Activity
Word for word, set down every line of the entries below from the line with "like point(92, 276)." to the line with "Target: blue stadium seat", including both, and no other line.

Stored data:
⁂
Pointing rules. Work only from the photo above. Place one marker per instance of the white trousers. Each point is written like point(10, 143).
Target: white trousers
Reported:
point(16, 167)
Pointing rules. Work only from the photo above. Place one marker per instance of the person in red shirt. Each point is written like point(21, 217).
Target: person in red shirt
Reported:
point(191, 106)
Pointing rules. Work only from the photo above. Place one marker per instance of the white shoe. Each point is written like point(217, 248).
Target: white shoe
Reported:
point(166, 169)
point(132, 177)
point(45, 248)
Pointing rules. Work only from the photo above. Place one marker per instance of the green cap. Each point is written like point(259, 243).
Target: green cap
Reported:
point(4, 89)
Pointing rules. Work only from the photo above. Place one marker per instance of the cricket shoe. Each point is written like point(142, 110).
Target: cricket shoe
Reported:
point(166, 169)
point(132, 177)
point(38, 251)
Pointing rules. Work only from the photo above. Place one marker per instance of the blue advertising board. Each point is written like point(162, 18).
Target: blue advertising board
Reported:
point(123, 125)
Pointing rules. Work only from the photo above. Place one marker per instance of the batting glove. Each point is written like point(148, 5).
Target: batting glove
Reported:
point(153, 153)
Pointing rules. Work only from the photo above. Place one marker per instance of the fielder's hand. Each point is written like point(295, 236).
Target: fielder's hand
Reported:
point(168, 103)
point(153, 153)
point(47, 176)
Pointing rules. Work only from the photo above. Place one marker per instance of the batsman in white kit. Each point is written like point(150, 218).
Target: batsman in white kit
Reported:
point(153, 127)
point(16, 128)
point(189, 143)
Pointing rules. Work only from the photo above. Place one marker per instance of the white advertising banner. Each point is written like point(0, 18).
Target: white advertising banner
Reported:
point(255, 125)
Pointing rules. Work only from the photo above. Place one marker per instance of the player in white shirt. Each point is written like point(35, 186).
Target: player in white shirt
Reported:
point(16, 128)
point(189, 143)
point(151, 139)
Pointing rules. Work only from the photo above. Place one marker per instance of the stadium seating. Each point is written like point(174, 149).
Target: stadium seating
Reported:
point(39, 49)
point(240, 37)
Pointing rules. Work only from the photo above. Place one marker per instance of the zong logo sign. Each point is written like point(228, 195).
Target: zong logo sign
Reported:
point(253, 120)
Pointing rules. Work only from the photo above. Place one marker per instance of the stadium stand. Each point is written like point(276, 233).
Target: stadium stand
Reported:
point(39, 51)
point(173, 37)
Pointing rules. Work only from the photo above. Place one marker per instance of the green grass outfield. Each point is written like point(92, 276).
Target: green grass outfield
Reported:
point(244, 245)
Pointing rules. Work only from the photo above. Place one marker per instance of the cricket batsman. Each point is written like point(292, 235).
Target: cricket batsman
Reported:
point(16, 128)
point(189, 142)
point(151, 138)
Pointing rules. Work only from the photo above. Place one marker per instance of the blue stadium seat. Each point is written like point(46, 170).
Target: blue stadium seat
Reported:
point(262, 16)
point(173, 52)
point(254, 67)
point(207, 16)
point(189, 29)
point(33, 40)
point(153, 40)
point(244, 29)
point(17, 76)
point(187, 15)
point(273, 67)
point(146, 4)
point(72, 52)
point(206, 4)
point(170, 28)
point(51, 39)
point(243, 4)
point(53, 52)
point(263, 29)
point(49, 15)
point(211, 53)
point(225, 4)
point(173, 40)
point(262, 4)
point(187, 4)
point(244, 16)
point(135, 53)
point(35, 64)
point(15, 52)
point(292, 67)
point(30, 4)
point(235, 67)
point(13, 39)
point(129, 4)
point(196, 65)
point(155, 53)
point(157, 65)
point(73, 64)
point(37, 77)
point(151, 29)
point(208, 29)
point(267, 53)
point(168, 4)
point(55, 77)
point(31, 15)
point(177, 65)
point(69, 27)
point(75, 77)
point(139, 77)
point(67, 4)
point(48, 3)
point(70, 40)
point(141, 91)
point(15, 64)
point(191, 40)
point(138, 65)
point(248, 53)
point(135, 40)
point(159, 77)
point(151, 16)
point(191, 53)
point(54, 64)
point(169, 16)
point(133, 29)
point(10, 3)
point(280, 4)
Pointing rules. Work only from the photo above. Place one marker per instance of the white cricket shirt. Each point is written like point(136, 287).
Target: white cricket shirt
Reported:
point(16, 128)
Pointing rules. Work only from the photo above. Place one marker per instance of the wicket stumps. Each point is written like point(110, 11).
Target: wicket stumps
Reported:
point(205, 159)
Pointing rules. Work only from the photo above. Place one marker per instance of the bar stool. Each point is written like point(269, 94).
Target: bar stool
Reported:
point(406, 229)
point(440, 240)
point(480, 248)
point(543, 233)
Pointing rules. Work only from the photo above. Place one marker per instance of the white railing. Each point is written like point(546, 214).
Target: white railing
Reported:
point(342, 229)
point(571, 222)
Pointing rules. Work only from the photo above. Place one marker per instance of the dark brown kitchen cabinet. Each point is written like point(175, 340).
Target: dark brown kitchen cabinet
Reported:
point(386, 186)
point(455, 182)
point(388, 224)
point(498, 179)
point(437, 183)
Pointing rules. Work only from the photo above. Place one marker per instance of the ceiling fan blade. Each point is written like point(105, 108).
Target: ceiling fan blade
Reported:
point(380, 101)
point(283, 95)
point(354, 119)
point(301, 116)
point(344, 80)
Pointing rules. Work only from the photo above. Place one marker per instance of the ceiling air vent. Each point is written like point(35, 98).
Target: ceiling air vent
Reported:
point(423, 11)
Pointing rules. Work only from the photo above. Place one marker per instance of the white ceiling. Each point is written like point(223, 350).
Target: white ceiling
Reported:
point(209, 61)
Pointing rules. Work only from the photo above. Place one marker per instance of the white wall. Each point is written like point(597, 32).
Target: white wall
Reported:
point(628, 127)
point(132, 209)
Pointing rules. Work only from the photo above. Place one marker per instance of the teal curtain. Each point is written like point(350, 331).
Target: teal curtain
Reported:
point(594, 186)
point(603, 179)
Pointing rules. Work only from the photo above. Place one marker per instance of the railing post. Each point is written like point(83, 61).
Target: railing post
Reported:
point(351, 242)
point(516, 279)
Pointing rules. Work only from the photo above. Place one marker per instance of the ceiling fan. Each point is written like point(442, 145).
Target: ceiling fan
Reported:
⁂
The completed task
Pointing rules. Work only from the photo above. Place one marker per instance of the green grass outfield. Each point is written like point(92, 276).
Target: green grass outfield
Reported:
point(244, 245)
Pointing rules. Work only from the photo above. Place one marker per instance of the cricket batsman. Each point is written like point(292, 235).
Target: cricket batsman
Reported:
point(16, 128)
point(189, 142)
point(151, 138)
Pointing rules. Work only from the photo above. Place one marker per instance of the blue stadium seat. Each point is written like point(46, 170).
Target: blue stadium seat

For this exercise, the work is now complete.